**Given task**
Pull together every line in the rows below that contains the string "Target".

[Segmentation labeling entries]
▬▬▬▬▬▬

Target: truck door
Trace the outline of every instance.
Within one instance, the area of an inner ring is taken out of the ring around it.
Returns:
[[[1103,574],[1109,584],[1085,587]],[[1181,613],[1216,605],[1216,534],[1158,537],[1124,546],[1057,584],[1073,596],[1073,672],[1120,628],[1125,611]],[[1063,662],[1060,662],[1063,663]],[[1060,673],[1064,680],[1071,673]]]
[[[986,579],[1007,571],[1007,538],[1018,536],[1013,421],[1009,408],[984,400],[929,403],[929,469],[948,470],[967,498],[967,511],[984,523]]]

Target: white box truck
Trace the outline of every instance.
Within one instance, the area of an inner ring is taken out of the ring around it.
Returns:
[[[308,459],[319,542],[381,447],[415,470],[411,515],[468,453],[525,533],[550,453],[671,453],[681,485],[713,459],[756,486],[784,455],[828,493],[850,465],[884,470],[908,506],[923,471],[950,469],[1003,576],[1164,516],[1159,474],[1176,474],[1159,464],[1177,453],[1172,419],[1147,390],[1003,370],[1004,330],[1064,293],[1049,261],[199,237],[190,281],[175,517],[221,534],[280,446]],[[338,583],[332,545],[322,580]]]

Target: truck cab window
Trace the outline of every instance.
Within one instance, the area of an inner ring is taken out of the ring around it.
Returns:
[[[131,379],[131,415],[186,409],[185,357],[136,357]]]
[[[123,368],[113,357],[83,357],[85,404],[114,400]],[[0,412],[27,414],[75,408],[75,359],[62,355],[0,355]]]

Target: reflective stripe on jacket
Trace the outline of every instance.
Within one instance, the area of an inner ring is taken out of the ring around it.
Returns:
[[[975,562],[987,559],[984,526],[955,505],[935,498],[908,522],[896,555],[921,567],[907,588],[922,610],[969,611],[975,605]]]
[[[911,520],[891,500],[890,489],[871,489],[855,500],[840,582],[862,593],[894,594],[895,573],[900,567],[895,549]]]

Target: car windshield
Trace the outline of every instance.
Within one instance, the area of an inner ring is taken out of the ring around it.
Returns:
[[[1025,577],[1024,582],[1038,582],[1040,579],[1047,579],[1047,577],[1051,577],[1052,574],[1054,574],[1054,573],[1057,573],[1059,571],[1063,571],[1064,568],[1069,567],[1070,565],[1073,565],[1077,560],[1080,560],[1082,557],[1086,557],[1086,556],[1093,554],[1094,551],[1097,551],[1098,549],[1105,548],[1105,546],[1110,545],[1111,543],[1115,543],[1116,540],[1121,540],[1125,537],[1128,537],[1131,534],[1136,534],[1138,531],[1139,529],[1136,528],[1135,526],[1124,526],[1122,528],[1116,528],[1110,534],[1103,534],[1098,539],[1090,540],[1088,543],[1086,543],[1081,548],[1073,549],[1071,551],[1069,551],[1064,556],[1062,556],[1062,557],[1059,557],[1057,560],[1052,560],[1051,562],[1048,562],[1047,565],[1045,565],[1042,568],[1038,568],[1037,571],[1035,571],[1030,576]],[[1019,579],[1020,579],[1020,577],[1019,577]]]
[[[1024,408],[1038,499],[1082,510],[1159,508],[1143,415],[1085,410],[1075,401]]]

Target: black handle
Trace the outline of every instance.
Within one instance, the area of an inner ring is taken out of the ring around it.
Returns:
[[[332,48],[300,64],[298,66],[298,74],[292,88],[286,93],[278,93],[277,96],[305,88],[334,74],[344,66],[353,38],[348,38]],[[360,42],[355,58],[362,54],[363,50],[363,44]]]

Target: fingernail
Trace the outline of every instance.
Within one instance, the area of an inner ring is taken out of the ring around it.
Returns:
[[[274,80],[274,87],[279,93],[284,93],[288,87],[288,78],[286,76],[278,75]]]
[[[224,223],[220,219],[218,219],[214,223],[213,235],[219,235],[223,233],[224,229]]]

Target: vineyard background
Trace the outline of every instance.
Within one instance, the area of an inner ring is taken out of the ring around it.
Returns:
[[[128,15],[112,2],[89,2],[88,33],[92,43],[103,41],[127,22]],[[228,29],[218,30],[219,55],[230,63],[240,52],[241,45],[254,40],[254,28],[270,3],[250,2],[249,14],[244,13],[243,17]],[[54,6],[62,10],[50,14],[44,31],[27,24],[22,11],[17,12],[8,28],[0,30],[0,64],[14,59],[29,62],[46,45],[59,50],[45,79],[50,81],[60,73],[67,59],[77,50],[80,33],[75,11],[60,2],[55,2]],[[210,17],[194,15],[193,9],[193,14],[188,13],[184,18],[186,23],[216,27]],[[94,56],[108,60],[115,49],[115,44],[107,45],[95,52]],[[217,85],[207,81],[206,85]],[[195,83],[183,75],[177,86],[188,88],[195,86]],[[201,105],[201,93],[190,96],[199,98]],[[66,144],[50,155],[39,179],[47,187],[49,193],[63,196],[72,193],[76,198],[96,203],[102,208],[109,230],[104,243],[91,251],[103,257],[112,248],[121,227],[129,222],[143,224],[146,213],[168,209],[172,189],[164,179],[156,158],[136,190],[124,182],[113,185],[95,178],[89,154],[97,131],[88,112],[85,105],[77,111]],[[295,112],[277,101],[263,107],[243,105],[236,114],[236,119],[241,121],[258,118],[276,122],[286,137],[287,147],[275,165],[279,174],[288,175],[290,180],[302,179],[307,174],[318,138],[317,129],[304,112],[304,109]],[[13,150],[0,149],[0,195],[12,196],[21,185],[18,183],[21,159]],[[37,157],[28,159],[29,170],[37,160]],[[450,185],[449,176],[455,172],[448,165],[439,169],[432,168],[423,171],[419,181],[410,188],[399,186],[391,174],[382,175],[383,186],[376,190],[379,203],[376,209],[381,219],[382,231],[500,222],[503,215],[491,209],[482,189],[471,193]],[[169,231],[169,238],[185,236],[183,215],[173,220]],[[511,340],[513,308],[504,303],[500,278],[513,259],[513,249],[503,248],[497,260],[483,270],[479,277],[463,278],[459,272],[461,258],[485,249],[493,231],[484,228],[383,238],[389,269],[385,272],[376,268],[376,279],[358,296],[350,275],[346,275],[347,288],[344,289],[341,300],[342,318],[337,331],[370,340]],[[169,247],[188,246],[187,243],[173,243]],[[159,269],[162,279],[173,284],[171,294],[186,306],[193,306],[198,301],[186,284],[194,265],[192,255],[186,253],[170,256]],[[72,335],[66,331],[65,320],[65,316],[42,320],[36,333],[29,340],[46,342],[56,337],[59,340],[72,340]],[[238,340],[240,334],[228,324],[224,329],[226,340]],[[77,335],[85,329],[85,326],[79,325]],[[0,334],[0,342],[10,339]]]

▬▬▬▬▬▬

**Response**
Target: truck door
Target: white box truck
Target: truck cab window
Target: reflective stripe on jacket
Target: car windshield
Target: black handle
Target: fingernail
Target: vineyard background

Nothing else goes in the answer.